━━ 対象テキスト

For Ukraine
遠く離れた国で、戦争が起きている。
ドーピング問題に揺れた北京五輪が終わるタイミングを見計らっていたかのように、ロシアがウクライナを侵略し始めた。
長年に渡るロシアの、いやプーチン大統領のウクライナ及びクリミア半島への異常とも言える固執がついに本格的な軍事力行使を持って実体化し、既に双方に多数の死者と負傷者が続出していると報じられている。
ゼレンスキー大統領は一般市民に武器を提供し、自身も戦禍の首都キエフに残り、陣頭指揮を執っている。元コメディアンである事を揶揄され、恐らくプーチン氏にも甘く見られていたであろうウクライナの若き国家元首は、逃げる事なく超大国ロシアに立ち向かい、徹底抗戦の構えを見せている。

━━━━

◆ 作業要件:
[A] 対象テキストに照らして、次の(i)〜(iii)の記述が正しいか判定してください。各記述について「はい」か「いいえ」で答え、判断の根拠となる本文の語句をそのまま引用すること。
(i) ロシアのウクライナ侵略は、北京五輪の開幕前に始まった。
(ii) ゼレンスキー大統領は、首都キエフに残って陣頭指揮を執っている。
(iii) ゼレンスキー大統領は、一般市民が武器を持つことを禁じた。
[B] 対象テキストの記述に基づき、次の問いに答えてください。
(i) 北京五輪は何の問題に揺れたとされているか。
(ii) ロシアの、いやプーチン大統領の固執の対象として挙げられている地域はどこか。
(iii) ゼレンスキー大統領が一般市民に提供したものは何か。
[C] 対象テキストのうち、「長年に渡るロシアの、いやプー」から「徹底抗戦の構えを見せている。」までの部分を一字一句変えずに書き写してください。
ここから続く行は、対象テキストの内容とは関係がありません。

━━ エントリ一覧

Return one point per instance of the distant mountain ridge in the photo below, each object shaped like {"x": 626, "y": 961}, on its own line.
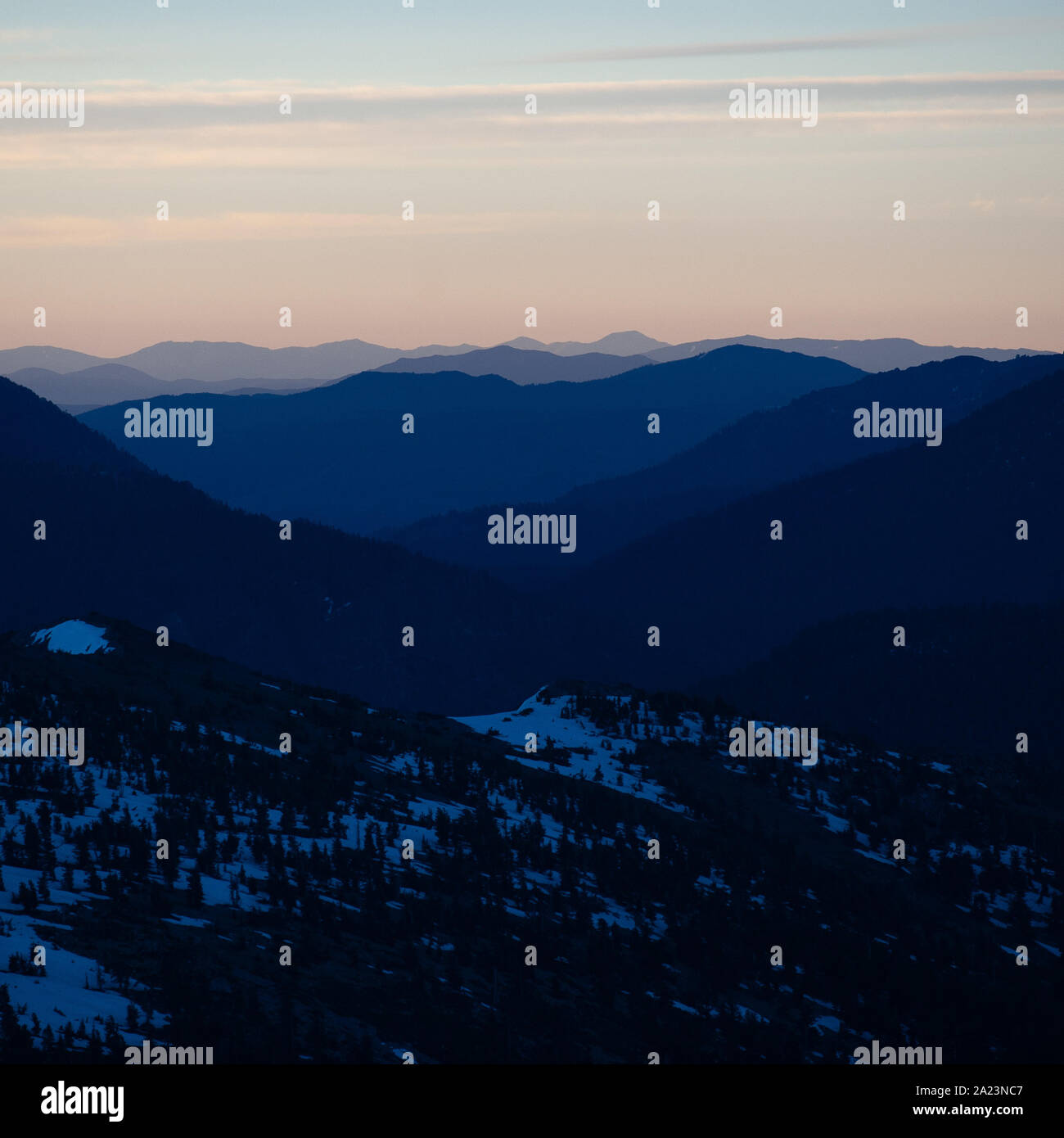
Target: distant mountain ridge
{"x": 214, "y": 364}
{"x": 868, "y": 355}
{"x": 338, "y": 454}
{"x": 766, "y": 447}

━━━━

◆ 解答:
[A]
(i) いいえ:「北京五輪が終わるタイミングを見計らっていたかのように、ロシアがウクライナを侵略し始めた」
(ii) はい:「自身も戦禍の首都キエフに残り、陣頭指揮を執っている」
(iii) いいえ:「ゼレンスキー大統領は一般市民に武器を提供し」

[B]
(i) ドーピング問題
(ii) ウクライナ及びクリミア半島
(iii) 武器

[C]
長年に渡るロシアの、いやプーチン大統領のウクライナ及びクリミア半島への異常とも言える固執がついに本格的な軍事力行使を持って実体化し、既に双方に多数の死者と負傷者が続出していると報じられている。
ゼレンスキー大統領は一般市民に武器を提供し、自身も戦禍の首都キエフに残り、陣頭指揮を執っている。元コメディアンである事を揶揄され、恐らくプーチン氏にも甘く見られていたであろうウクライナの若き国家元首は、逃げる事なく超大国ロシアに立ち向かい、徹底抗戦の構えを見せている。